Task prompt ->
Edit each of the rows below so that every occurrence of "white pillar candle" becomes "red taper candle", keeping all other text unchanged.

----

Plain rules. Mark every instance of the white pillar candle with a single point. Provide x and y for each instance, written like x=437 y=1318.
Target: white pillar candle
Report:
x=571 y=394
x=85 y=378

----

Written reply ->
Plain rules. Mark every instance of the red taper candle with a single point. Provide x and y for each instance, written like x=437 y=1318.
Target: red taper candle
Report:
x=571 y=394
x=85 y=378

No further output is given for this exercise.